++++ Records supplied

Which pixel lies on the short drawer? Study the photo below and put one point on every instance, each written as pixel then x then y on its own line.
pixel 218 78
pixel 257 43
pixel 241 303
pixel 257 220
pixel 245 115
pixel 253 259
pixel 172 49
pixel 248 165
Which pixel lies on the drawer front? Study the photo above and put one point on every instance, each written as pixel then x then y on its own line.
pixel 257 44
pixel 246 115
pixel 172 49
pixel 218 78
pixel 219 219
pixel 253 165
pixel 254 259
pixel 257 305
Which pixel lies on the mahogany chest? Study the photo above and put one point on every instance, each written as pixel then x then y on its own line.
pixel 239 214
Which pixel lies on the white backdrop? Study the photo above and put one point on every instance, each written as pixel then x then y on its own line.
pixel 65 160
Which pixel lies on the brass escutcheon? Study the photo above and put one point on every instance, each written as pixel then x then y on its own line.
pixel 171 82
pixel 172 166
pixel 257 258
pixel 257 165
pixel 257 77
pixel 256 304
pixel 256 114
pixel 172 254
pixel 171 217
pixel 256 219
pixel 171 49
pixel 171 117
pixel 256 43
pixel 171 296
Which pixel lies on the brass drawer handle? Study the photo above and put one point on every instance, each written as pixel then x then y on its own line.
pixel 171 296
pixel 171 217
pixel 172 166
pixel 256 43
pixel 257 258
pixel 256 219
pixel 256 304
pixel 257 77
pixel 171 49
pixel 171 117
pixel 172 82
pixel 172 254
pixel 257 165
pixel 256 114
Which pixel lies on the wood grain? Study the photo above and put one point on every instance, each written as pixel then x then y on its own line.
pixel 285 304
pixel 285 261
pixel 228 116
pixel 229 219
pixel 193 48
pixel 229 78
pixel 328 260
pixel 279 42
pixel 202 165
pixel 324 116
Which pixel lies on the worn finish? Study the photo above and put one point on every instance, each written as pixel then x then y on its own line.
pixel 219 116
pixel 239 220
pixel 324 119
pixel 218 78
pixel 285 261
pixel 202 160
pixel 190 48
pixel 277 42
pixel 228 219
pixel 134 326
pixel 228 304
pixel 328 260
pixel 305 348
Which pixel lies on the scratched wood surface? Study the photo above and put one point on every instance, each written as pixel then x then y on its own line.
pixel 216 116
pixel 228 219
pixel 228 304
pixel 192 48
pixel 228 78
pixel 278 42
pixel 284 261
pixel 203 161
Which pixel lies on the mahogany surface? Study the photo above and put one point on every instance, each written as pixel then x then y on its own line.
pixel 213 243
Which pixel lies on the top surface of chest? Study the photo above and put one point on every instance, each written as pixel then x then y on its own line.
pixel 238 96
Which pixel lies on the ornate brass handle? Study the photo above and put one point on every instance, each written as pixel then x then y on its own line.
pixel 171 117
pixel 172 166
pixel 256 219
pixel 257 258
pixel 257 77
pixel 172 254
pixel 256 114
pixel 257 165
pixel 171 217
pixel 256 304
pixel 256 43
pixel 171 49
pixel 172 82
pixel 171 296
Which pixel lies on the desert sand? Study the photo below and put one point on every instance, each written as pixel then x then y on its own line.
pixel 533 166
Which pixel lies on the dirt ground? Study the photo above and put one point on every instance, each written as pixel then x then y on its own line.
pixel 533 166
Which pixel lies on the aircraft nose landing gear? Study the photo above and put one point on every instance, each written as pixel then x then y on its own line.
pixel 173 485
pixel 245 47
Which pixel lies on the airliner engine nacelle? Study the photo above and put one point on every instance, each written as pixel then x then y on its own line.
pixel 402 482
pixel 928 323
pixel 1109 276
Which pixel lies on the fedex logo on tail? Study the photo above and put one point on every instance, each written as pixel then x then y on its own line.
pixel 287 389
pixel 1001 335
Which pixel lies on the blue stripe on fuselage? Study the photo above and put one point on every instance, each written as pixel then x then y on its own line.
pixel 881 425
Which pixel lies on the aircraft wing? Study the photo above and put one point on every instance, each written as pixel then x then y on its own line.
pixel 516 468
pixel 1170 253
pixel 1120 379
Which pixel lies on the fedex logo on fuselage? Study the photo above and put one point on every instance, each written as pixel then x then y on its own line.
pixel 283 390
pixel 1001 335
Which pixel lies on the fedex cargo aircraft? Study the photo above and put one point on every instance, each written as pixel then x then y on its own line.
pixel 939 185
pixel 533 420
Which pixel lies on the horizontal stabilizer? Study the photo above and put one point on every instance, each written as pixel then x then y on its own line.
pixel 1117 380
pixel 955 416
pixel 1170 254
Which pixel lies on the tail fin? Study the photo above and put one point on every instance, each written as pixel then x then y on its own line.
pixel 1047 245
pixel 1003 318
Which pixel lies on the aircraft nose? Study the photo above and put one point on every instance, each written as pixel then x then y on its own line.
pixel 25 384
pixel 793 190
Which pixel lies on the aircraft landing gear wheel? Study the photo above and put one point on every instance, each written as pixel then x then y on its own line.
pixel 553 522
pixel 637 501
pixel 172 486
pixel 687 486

++++++++

- Task statement -
When you answer, repeat every record exactly, omitting nothing.

- Result of this task -
Which pixel lies on the short drawer? Study the photo below and put one point on every instance, each written as pixel then x then y on its own line.
pixel 218 78
pixel 257 43
pixel 241 303
pixel 257 220
pixel 245 115
pixel 253 259
pixel 172 49
pixel 248 165
Which pixel lies on the drawer front? Study the photo above and put one point on every instance, each written as pixel then x then y on its own line.
pixel 257 44
pixel 246 115
pixel 172 49
pixel 218 78
pixel 219 219
pixel 253 165
pixel 254 259
pixel 257 305
Which pixel lies on the mahogany chest? Study the photo above and put one point on every instance, each written as pixel then x then y on its own line.
pixel 239 214
Which pixel lies on the white backdrop? Study the photo above and put one point on every instance, each written as pixel then x then y on its own line.
pixel 65 160
Which pixel lies on the brass escutcheon? Study the photo above and put one point on every instance, each written as pixel then x then y on its own line.
pixel 171 82
pixel 172 166
pixel 257 258
pixel 257 165
pixel 257 77
pixel 256 304
pixel 256 114
pixel 172 254
pixel 171 217
pixel 256 219
pixel 171 49
pixel 171 117
pixel 256 43
pixel 171 296
Which pixel lies on the brass drawer handle? Study the photo above and put one point on every instance, each written as pixel then x then y on its own line.
pixel 171 296
pixel 171 217
pixel 172 166
pixel 256 43
pixel 257 258
pixel 256 219
pixel 256 304
pixel 257 77
pixel 171 49
pixel 171 117
pixel 172 82
pixel 172 254
pixel 257 165
pixel 256 114
Which pixel lies on the wood grain? Study the photo above and put one point on every instance, each written as pixel then x then y on its own line.
pixel 285 304
pixel 285 261
pixel 228 116
pixel 229 219
pixel 193 48
pixel 229 78
pixel 328 260
pixel 279 42
pixel 202 165
pixel 324 116
Which pixel lies on the worn finish? Study the photo above and put one point on every instance, each written as pixel then x then y on its own line.
pixel 219 116
pixel 239 220
pixel 324 119
pixel 218 78
pixel 285 261
pixel 202 160
pixel 190 48
pixel 277 42
pixel 228 219
pixel 134 326
pixel 228 304
pixel 328 260
pixel 305 348
Which pixel lies on the scratched wood surface? Study the photo above and put one point on every instance, each written as pixel then x then y on its own line.
pixel 216 116
pixel 228 219
pixel 228 304
pixel 192 48
pixel 228 78
pixel 278 42
pixel 284 261
pixel 203 161
Which pixel lies on the mahogany surface? Study the photo above and put one point on every instance, each written as pixel then x then y on its own line.
pixel 213 243
Which pixel lies on the top surface of chest? Study the photo above and put one point on every instance, each written as pixel then x then y on its own line.
pixel 238 96
Which pixel lies on the ornate brass handle? Study the photo above and put one point on every instance, each written as pixel then x then y on its own line.
pixel 171 117
pixel 172 166
pixel 256 219
pixel 257 258
pixel 257 77
pixel 172 254
pixel 256 114
pixel 257 165
pixel 171 217
pixel 256 304
pixel 256 43
pixel 171 49
pixel 172 82
pixel 171 296
Which pixel lies on the desert sand? Study the photo below and put one point on every instance, each written as pixel then x then y on its own line.
pixel 533 166
Which pixel lies on the dirt ground? Study the photo above and put one point on every instance, each written as pixel then x then y on its own line.
pixel 533 166
Which pixel lies on the aircraft nose landing gear? Study the photo above and put one point on every instance, each written as pixel then x then y on its own line.
pixel 173 485
pixel 245 47
Which pixel lies on the airliner engine nacelle? Study the photo above and put one point on every instance, each written as pixel then x then y on its own line.
pixel 402 482
pixel 928 323
pixel 1109 276
Which pixel lies on the fedex logo on tail? Study the photo above and put one point on every instance, each written as pixel then x then y on its own line.
pixel 287 389
pixel 1001 335
Which pixel lies on the blue stripe on fuselage? Study the photo above and put one point on every instance, each written as pixel then x then y on its own line.
pixel 881 425
Which pixel lies on the aircraft wing? Study the photo above and put one point on every instance, each written as pixel then x then y on its own line.
pixel 516 468
pixel 1170 253
pixel 1120 379
Which pixel lies on the fedex logo on fuselage? Study the photo above and put one point on every instance, each written as pixel then x then y on its own line.
pixel 283 390
pixel 1001 335
Which pixel lies on the fedex cargo aircraft? Study the photo above and put one point on every instance, each written as pixel then x then y on its own line.
pixel 939 185
pixel 533 420
Which pixel lies on the horizontal stabilizer? Study the photo above and put one point on every instance, each written as pixel then x then y on its own line.
pixel 1117 380
pixel 955 416
pixel 1170 254
Which pixel lies on the tail fin? Study the photo above and put one point on every instance, each written as pixel then x then y on its own line.
pixel 1047 245
pixel 1003 318
Which pixel lies on the aircraft nose? Study the photo above and put one point on every instance, each written as pixel then x then y on its own line.
pixel 25 384
pixel 793 190
Which pixel lies on the aircraft landing gear wheel? Study the photo above and put one point on every instance, each written as pixel then x then y on its own line.
pixel 553 522
pixel 637 501
pixel 172 486
pixel 687 486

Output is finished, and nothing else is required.